▶ [SOURCE DATA]
+++
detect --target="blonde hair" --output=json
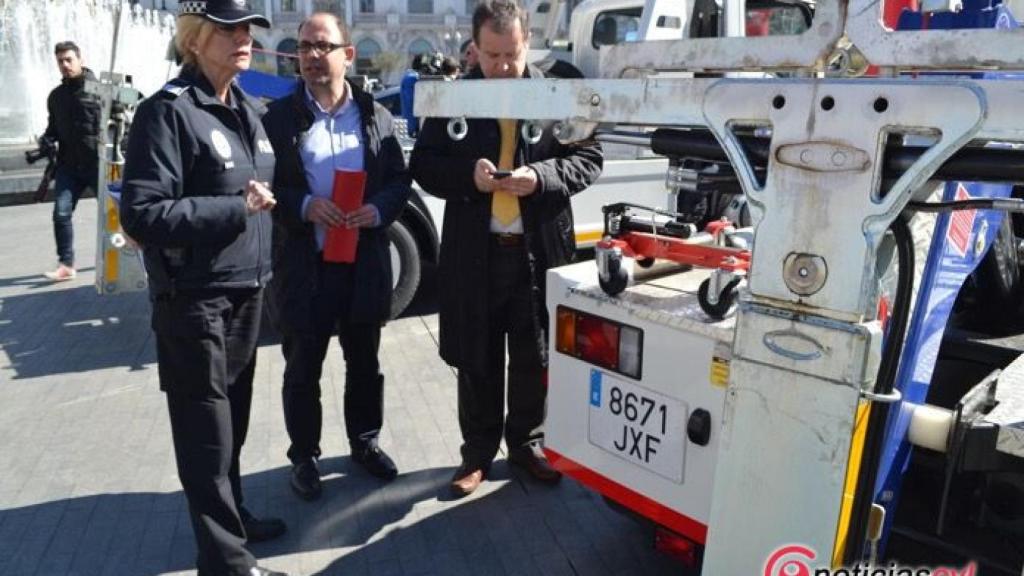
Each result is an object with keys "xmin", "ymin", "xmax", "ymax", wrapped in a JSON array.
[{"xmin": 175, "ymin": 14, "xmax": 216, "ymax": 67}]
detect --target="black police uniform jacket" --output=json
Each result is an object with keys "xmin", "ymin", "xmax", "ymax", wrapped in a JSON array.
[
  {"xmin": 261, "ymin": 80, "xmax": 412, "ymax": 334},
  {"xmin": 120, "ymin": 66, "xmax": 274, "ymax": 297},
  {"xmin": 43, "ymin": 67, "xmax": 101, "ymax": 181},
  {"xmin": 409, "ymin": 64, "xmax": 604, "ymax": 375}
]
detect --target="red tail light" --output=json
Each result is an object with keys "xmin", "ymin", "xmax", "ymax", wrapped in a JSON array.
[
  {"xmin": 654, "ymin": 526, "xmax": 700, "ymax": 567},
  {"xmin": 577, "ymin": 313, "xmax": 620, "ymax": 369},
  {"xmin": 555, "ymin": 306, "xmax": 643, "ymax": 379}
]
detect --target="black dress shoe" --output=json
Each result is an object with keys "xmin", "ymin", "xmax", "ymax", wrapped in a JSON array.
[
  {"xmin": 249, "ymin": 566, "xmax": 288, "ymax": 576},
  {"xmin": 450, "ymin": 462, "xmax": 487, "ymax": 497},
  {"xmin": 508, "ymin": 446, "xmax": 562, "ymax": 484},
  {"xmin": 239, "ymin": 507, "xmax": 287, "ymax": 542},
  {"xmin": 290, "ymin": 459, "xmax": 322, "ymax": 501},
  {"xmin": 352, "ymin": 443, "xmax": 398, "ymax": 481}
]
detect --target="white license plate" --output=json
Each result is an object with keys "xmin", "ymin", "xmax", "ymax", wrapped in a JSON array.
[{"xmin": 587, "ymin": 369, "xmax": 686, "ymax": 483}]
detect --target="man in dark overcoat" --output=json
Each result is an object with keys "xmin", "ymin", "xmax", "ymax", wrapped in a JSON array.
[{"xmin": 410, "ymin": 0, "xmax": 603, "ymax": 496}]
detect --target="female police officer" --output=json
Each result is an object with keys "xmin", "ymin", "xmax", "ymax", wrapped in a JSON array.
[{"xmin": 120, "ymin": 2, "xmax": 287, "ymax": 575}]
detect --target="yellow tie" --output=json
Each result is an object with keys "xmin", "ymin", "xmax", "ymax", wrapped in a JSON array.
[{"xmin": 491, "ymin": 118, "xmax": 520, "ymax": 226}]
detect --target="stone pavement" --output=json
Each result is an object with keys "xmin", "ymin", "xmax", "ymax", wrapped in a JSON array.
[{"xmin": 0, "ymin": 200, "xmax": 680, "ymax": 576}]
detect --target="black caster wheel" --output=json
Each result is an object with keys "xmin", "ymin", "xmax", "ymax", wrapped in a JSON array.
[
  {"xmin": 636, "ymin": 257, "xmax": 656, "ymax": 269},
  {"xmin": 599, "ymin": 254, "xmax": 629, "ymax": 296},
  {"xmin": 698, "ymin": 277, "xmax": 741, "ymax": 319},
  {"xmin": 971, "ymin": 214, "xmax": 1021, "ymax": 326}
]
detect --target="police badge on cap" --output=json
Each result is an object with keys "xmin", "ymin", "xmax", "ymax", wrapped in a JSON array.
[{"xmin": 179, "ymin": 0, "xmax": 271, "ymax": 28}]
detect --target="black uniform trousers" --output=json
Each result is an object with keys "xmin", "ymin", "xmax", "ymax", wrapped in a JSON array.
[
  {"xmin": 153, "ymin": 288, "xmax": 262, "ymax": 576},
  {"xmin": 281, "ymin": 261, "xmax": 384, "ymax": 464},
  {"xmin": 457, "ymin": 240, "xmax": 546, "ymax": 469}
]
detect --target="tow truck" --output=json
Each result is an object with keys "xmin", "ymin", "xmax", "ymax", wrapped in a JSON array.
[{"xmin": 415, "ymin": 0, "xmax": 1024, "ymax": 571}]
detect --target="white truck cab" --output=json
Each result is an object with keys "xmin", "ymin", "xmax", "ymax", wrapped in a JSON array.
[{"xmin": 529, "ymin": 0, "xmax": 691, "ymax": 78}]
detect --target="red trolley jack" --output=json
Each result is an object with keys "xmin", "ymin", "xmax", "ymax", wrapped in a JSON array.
+++
▶ [BRIEF] Look through the entries above and report each line where the string "truck" occurs.

▶ [ANSWER TO THIS PROBLEM]
detect --target="tow truck" --output=json
detect --target="white truck cab" --output=json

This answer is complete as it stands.